Begin

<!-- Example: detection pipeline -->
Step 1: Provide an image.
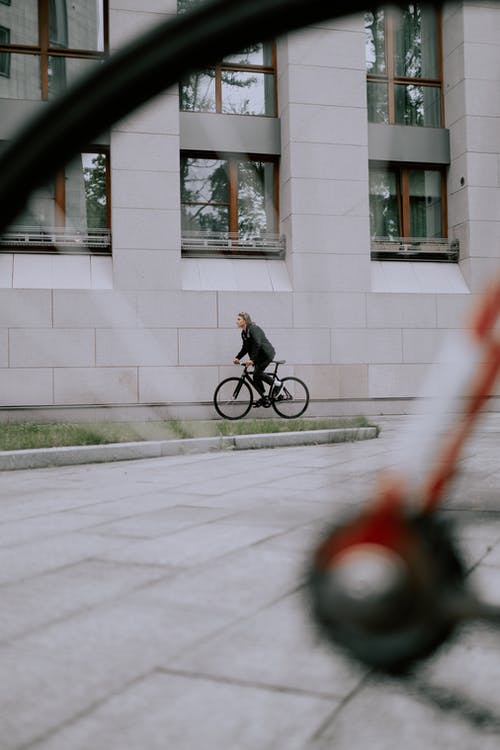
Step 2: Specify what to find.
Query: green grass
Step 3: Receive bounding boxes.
[0,417,376,451]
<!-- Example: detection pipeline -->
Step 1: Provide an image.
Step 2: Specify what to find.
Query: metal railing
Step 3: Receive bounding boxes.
[371,237,460,262]
[181,231,285,257]
[0,226,111,252]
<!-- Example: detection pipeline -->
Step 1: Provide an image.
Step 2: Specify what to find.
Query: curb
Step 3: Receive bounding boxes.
[0,427,377,471]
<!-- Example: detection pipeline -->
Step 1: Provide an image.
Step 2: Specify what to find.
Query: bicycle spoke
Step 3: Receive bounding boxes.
[214,378,253,419]
[273,378,309,419]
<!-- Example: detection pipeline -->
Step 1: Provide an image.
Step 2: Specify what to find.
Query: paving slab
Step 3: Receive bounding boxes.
[0,414,500,750]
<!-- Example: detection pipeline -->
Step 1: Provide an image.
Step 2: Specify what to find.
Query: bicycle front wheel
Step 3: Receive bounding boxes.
[214,378,253,419]
[273,378,309,419]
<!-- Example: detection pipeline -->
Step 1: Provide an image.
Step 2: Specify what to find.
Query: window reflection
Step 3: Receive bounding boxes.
[222,71,274,115]
[408,169,443,238]
[181,155,276,239]
[365,3,442,127]
[0,0,107,99]
[370,169,401,239]
[181,162,229,232]
[238,161,275,238]
[394,84,441,128]
[394,4,439,78]
[179,38,275,117]
[179,70,215,112]
[365,9,386,73]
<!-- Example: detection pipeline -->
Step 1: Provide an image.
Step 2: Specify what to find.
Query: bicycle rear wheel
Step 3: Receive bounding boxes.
[273,378,309,419]
[214,378,253,419]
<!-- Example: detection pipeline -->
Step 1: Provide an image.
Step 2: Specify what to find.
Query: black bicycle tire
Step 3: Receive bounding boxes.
[214,378,253,421]
[272,376,310,419]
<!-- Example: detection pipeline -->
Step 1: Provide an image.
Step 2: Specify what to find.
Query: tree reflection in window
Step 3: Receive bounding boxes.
[365,3,442,128]
[181,155,276,238]
[179,43,275,116]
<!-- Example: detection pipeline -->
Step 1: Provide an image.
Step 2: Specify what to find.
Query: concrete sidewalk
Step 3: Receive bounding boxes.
[0,415,500,750]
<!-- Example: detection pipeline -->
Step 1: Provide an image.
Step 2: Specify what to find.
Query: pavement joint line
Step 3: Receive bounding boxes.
[0,427,377,471]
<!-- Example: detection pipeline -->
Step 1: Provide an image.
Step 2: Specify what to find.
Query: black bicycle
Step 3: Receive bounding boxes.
[214,359,309,419]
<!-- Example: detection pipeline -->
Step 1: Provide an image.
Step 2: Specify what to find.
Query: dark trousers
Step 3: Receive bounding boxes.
[253,359,273,396]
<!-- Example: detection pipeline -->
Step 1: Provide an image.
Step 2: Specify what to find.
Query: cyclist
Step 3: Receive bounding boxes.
[233,312,283,407]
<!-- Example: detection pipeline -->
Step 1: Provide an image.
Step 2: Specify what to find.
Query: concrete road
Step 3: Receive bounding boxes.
[0,416,500,750]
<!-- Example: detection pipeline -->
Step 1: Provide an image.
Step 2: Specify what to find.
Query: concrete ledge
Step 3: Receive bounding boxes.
[0,427,377,471]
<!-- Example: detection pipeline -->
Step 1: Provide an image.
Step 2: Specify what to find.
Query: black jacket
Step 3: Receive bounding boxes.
[236,323,276,363]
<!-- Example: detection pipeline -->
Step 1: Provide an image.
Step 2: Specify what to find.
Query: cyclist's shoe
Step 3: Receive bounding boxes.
[271,383,283,399]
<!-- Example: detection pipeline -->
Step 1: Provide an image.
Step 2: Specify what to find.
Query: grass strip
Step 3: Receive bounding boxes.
[0,416,373,451]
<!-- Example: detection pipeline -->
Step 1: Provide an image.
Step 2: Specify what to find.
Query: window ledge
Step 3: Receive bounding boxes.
[181,231,285,259]
[371,237,460,263]
[0,226,111,255]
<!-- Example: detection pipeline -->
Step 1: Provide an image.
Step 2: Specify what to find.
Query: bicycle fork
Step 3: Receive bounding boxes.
[307,278,500,673]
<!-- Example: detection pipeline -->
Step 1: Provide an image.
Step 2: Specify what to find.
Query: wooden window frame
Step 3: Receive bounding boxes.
[366,3,444,127]
[179,42,278,117]
[180,150,279,255]
[0,0,109,101]
[369,161,458,261]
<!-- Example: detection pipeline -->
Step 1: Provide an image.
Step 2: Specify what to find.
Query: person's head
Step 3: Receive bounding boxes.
[236,313,252,328]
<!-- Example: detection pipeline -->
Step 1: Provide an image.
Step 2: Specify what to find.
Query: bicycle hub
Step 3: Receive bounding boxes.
[307,505,467,674]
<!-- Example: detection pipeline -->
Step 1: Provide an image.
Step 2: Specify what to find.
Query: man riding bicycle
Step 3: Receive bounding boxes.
[233,312,283,407]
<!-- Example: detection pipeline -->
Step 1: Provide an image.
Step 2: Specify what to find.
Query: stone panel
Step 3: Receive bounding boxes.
[113,207,180,252]
[0,368,53,406]
[139,366,218,403]
[113,250,181,292]
[179,329,235,366]
[368,364,428,398]
[137,290,217,328]
[292,179,369,217]
[288,26,365,71]
[289,63,366,107]
[217,292,293,331]
[293,253,370,292]
[0,289,52,328]
[290,104,368,146]
[293,292,366,328]
[54,367,138,404]
[9,328,95,367]
[366,294,436,328]
[339,365,368,398]
[266,328,331,365]
[53,290,137,328]
[111,132,179,173]
[113,169,180,210]
[293,365,340,399]
[96,328,178,367]
[292,214,370,256]
[333,328,403,364]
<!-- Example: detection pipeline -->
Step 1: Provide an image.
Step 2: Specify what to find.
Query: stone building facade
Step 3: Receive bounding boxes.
[0,0,500,419]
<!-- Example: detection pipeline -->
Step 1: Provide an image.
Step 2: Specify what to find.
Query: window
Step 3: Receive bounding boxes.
[181,153,281,254]
[0,148,111,253]
[0,26,10,78]
[179,43,276,117]
[365,4,443,128]
[0,0,108,99]
[369,164,457,260]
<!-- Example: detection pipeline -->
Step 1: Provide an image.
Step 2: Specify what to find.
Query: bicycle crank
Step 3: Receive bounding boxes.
[307,503,500,674]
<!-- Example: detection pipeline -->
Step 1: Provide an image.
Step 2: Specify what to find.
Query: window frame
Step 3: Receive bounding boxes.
[179,41,278,117]
[369,160,458,262]
[366,3,445,127]
[179,149,284,258]
[0,0,109,101]
[0,144,111,255]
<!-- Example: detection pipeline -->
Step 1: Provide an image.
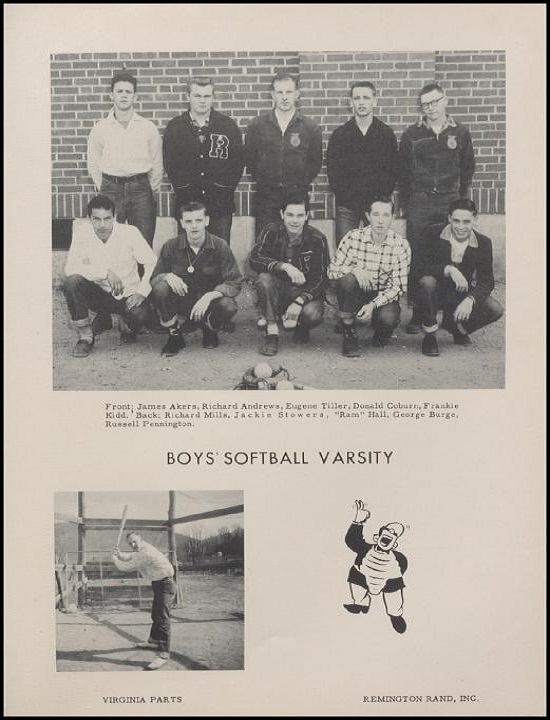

End

[Exercise directions]
Reproduce every one of the rows above word for word, leaving the pictures out.

[Final answer]
<!-- Example: detection pipeline -->
Step 1: Provide an image.
Step 2: Specify what to find.
Query: green grass
Step 3: Receive bounding boxes.
[0,417,376,451]
<!-- Example: detection pipeline -->
Step 1: Provide an image.
Step 2: Specify what to find.
Query: metal railing
Step 3: Receive bounding boxes.
[371,237,460,262]
[181,231,285,257]
[0,226,111,252]
<!-- Example: detection pipeline -->
Step 1: Provide an image.
Step 2: Specify what to find.
Query: curb
Step 3: Receive bounding boxes.
[0,427,377,471]
<!-- Example: detection pipeline -->
Step 1: Provide an image.
Step 2: Specify what to find.
Query: bicycle spoke
Step 3: Receive bounding boxes.
[214,378,253,419]
[273,378,309,419]
<!-- Example: detection pipeline -->
Step 1: Provide an image.
Step 2: Specify what to find.
Query: paving slab
Step 3: Receive bounding boxes.
[0,414,500,750]
<!-- Example: detection pipeline -->
Step 1: Provide an image.
Step 2: Specify what to find.
Query: bicycle front wheel
Step 3: Receive bounding boxes.
[214,378,253,419]
[273,378,309,419]
<!-- Example: detection pipeline -->
Step 1: Provide an image.
Step 2: Specify what to find.
Query: window reflection
Step 3: Receive bounding boxes.
[222,71,274,115]
[408,169,443,238]
[181,155,276,239]
[365,3,442,127]
[0,0,107,99]
[370,169,401,239]
[181,162,229,232]
[238,161,275,238]
[394,84,441,128]
[394,4,439,78]
[179,38,275,117]
[179,70,215,112]
[365,9,386,73]
<!-- Example: detection pipeline -->
Step 1: Provide an image.
Step 2: Specify what to find.
Query: bicycle rear wheel
Step 3: Receive bounding boxes.
[273,378,309,419]
[214,378,253,419]
<!-- Example: detection pipeline -->
Step 1: Provide an image.
Step 2: Specify what to find.
Query: black bicycle tire
Step 3: Receive bounding boxes.
[214,378,253,421]
[272,376,310,419]
<!-- Example: detection pipeline -->
Step 1: Provide an image.
Step 2: Specify what to find.
Query: tree reflection in window
Step 3: Receive bounding boxes.
[365,3,442,128]
[181,155,276,238]
[179,43,275,116]
<!-- Example: detection pipeline -->
Step 1: Provide an image.
Step 2: Specify what to find.
Query: concrete sidewalk
Step 3: Receive bounding boxes.
[0,415,500,750]
<!-- Example: detection pipeline -->
Step 1: Provide an image.
Step 2: Specify what to find.
Query: pavement joint line
Step 3: Receive bounding boxes.
[0,427,377,471]
<!-- Example: detection pipeline -->
Step 1: Provide an image.
Step 2: Specify what to find.
Query: black bicycle
Step 3: Receive bounding boxes.
[214,359,309,419]
<!-- Example: detection pipeline -->
Step 1: Provide an image.
Step 2: Specify what to find.
Query: dark trousers
Step 3: Receive bounding boxes.
[253,359,273,396]
<!-- Example: detection pipeline -->
Step 1: Provide an image.
Step 2: Specify what to find.
Query: cyclist
Step 3: Receive bounding boxes.
[233,312,283,407]
<!-- Example: detection pipeline -->
Step 1: Provide an image.
Step 2: Specify what to find.
Query: concrete road
Step 3: Receive bounding boxes.
[0,416,500,750]
<!-- Example: detection pipeline -->
Step 1: Provide an image.
Step 2: Specify what to find.
Query: concrete ledge
Step 3: Receive bounding boxes.
[0,427,377,471]
<!-- Example: detection pipeline -->
Step 1: Provide an image.
Step 2: Specify what to find.
Query: black jacket
Step 3: Receive bounding boxes.
[236,323,276,363]
<!-- Example: detection pipeline -->
Step 1: Provide an image.
Step 2: Specify what to find.
Query: cyclist's shoe
Step 3: Receive bounding boxes.
[271,383,283,399]
<!-- Example: detection pipeline -->
Step 1: Provide an image.
Step 2: Specify what to find.
Query: grass strip
Step 3: Receive bounding boxes.
[0,416,373,451]
<!-- Example: detection pipeline -->
Step 1: Provide an image.
Step 2: Specify what to find.
Query: window ledge
Step 3: Receive bounding boxes.
[181,231,285,259]
[371,237,460,263]
[0,226,111,255]
<!-- Example: detection pipeline -->
Step 1: Provide an image.
Step 2: Specify what to find.
Query: bicycle fork
Step 3: Receive bounding boxes.
[307,278,500,673]
<!-- Example: detection pipeline -->
Step 1: Provide an image.
Step 2: Specify what to find.
Query: wooden window frame
Step 3: Receive bounding boxes.
[366,3,444,127]
[179,42,278,117]
[180,150,279,255]
[0,0,109,101]
[369,161,458,261]
<!-- Example: detection pipeline -->
Step 1: Provide an image.
Step 2: Specify what to find.
Query: person's head
Step 3: Receive bounding boxes.
[236,313,252,328]
<!-- Example: detection pipeline -->
Step 1: Provide an image.
Step 2: Specify what to find.
Query: bicycle hub
Step 3: Receive bounding boxes.
[307,505,467,674]
<!-- Example: detection pipeline -->
Step 1: Provide an image.
Step 2: Specify what to find.
Query: man riding bicycle
Step 3: Receive bounding boxes.
[233,312,283,407]
<!-- Example: detection pipeline -->
Step 1: Provide an image.
Step 2: Specify what to find.
Query: stone panel
Step 3: Receive bounding boxes.
[113,207,180,252]
[0,368,53,406]
[139,366,218,403]
[113,250,181,292]
[179,329,235,366]
[368,364,428,398]
[137,290,217,328]
[292,179,369,217]
[288,26,365,71]
[289,63,366,107]
[217,292,293,331]
[293,253,370,292]
[0,289,52,328]
[290,104,368,146]
[293,292,366,328]
[54,367,138,404]
[9,328,95,367]
[366,294,436,328]
[339,365,368,398]
[266,328,331,365]
[53,290,137,328]
[111,132,179,173]
[113,169,180,210]
[293,365,340,399]
[96,328,178,367]
[292,214,370,256]
[333,328,403,364]
<!-- Example: detection pipeline -->
Step 1: Provide an image.
Step 2: Specify what to find.
Query: stone building facade
Step 3: Receive bounding boxes.
[0,0,500,419]
<!-- Example: detection pipeline -->
Step 1: Provide an image.
Step 2: Specify what to find.
Query: window
Step 3: Receive bounding boxes.
[181,153,281,254]
[0,148,111,253]
[0,26,10,78]
[179,43,276,117]
[365,4,443,128]
[0,0,108,99]
[369,164,457,260]
<!-- Example: detection pipeline -->
Step 1: Provide an image.
Step 2: Specify what to find.
Query: bicycle crank
Step 3: Receive bounding boxes.
[307,503,500,674]
<!-- Example: detection pipeline -->
Step 1: Provide an image.
Step 2: Specify what to find.
Query: window frame
Step 3: Receive bounding boxes.
[179,41,278,117]
[369,160,458,262]
[366,3,445,127]
[179,149,284,258]
[0,0,109,101]
[0,144,111,255]
<!-- Example: detection pipeline -->
Step 1: Provide an image.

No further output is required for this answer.